There has been an awful lot of rubbish talked about banking over the last few years, including the idea that banks should be split into the nice, solid, reliable "High Street banks" and evil, risk-taking, "casino" banks.
Except that the evidence simply doesn't bear out this analysis, as A Very British Dude points out very succinctly.
Nowhere did investment banking losses pull a retail bank down, or requrire one to take government bail-out money: let's look at the UK banking sector:
- Lloyds TSB: Safe, solvent, straighthforward Retail bank, until it was persuaded to buy HBoS by Economic Jonah, Gordon Brown.
- HBoS (Halifax, Bank of Scotland): mainly retail, Large Mortgage Business, which went belly-up and took Lloyds TSB with it too.
- Royal Bank of Scotland, very small investment bank, Largest UK retail operation, big Corporate loan book, whose purchase of ING ABN Amro strained its balance sheet to breaking point. It's failure was hubris, not Investment banking.
- HSBC: Universal Bank, large global retail and investment banking operations, now trading at the same shareprice it was before the crisis, and is still paying dividends.
- Barclays: Large UK retail bank, overseas operations, buccaneering and ambitious investment bank, who were raised funds from private investors and just managed to keep out of Government hands.
- Standard Chartered: International corporate and retail bank, mainly Asia and Africa - no problem at all.
- Northern Rock: Ex Building society turned Mortgage and Retail, bailed out by a Labour government because they couldn't bear to see anyone make money and wanted to save jobs in key marginals.
- Bradford & Bingley: See Northern Rock. Eventually bought by Spanish banking group, Santander.
Let's look at the evidence: Of the two "universal banks" listed in the UK, neither had to touch the UK taxpayer for money. HSBC was able to cope with the crash on it's own resources and Barclays was able to use its contacts from the investment bank to touch sovereign wealth investors, who have now been paid back. The banks which had got into trouble were either Mortgage banks without a large retail business from which the Mortgages were funded: Northern Rock and Bradford and Bingley, or they were banks who sailed close to the minimum Capital adequacy ratio like Royal Bank of Scotland. Or, like HBoS, Both.
....................
TASK LIST.
a) In the passage on UK banks, what did Barclays use to reach sovereign wealth investors?
b) Please transcribe the passage on UK banks from "Nowhere did investment" up to and including "still paying dividends.".
c) Decide whether each statement agrees with the passage on UK banks, and quote the words that settle it: (i) Standard Chartered had no problem at all. (ii) HSBC stopped paying dividends. (iii) Bradford & Bingley was eventually bought by a French banking group.
Answer using only the passage on UK banks.
....................
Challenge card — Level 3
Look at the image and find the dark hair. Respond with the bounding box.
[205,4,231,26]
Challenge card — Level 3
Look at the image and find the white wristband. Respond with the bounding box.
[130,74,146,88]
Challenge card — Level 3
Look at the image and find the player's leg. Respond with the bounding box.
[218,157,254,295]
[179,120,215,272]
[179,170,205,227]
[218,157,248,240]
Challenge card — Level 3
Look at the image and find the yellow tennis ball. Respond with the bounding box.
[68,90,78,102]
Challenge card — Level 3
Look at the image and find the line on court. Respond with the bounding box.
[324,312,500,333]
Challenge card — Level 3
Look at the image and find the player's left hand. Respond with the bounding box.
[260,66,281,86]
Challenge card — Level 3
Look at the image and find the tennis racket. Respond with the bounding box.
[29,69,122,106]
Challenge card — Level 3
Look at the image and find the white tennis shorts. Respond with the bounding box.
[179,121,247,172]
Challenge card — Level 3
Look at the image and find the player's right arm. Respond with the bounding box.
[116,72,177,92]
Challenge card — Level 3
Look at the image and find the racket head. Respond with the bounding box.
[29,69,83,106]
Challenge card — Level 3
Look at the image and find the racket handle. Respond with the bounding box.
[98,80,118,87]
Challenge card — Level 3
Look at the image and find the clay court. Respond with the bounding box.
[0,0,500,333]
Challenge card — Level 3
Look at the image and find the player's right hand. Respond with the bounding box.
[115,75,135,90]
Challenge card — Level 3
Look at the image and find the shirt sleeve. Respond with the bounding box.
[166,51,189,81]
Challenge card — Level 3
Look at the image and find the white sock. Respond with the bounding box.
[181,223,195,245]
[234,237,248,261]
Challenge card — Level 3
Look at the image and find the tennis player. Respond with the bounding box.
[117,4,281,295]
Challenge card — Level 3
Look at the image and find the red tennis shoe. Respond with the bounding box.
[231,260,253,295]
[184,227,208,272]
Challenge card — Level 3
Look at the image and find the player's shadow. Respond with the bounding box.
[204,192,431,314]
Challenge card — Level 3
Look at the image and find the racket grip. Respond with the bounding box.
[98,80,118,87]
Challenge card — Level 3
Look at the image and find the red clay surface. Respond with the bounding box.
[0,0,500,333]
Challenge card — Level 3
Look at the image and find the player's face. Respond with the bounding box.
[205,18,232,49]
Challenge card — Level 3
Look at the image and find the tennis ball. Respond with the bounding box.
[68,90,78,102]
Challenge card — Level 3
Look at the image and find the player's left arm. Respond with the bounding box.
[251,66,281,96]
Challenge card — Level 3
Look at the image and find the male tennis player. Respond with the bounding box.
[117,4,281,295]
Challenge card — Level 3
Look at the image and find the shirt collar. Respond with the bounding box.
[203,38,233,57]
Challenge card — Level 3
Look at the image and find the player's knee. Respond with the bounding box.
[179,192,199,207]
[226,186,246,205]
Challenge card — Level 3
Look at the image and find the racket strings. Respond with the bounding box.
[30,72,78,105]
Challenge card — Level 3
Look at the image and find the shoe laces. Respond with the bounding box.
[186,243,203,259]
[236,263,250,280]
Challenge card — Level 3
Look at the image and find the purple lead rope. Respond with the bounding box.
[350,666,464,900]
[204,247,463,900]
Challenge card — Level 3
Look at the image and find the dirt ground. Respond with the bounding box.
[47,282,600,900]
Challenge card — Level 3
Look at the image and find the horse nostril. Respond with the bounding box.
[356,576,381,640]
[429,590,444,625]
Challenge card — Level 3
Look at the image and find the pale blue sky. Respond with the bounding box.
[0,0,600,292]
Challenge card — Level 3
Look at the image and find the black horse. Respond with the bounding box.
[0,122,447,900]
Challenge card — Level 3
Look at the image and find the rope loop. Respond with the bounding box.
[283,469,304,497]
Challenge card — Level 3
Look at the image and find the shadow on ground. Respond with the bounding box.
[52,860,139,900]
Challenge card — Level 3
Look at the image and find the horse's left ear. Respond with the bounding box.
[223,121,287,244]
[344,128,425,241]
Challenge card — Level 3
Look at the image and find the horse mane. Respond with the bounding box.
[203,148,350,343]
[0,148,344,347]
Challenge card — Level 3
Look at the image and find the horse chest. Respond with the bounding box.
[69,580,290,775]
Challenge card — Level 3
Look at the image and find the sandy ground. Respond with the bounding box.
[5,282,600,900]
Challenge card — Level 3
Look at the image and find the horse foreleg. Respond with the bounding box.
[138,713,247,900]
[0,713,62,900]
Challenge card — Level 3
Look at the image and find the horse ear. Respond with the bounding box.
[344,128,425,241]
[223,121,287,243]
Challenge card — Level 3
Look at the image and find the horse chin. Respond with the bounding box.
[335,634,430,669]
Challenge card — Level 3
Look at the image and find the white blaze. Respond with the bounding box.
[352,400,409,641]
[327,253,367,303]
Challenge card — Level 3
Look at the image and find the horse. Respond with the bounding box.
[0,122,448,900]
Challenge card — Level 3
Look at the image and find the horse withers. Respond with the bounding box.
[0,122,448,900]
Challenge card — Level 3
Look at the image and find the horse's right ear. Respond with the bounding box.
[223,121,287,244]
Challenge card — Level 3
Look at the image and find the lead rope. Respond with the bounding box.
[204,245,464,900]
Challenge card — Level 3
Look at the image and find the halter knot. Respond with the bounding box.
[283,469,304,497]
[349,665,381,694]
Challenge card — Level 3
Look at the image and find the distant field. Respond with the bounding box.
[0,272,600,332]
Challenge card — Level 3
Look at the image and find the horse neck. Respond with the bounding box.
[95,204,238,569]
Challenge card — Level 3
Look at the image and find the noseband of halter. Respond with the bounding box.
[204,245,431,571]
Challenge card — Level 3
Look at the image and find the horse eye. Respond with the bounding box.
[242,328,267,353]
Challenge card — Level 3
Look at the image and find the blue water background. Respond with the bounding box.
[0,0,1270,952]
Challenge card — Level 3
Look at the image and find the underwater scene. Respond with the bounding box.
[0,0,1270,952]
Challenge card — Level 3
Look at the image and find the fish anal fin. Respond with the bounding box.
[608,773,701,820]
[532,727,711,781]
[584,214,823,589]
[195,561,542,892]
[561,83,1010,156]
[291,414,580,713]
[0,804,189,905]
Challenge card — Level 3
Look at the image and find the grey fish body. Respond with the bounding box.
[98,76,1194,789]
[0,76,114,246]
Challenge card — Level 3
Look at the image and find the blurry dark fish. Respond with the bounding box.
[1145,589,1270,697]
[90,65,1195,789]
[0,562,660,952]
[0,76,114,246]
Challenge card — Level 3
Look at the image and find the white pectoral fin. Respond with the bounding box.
....................
SET OF ANSWERS.
a) Its contacts from the investment bank.

b)
Nowhere did investment banking losses pull a retail bank down, or requrire one to take government bail-out money: let's look at the UK banking sector:
- Lloyds TSB: Safe, solvent, straighthforward Retail bank, until it was persuaded to buy HBoS by Economic Jonah, Gordon Brown.
- HBoS (Halifax, Bank of Scotland): mainly retail, Large Mortgage Business, which went belly-up and took Lloyds TSB with it too.
- Royal Bank of Scotland, very small investment bank, Largest UK retail operation, big Corporate loan book, whose purchase of ING ABN Amro strained its balance sheet to breaking point. It's failure was hubris, not Investment banking.
- HSBC: Universal Bank, large global retail and investment banking operations, now trading at the same shareprice it was before the crisis, and is still paying dividends.

c)
(i) Yes: "Standard Chartered: International corporate and retail bank, mainly Asia and Africa - no problem at all."
(ii) No: "and is still paying dividends."
(iii) No: "Eventually bought by Spanish banking group, Santander."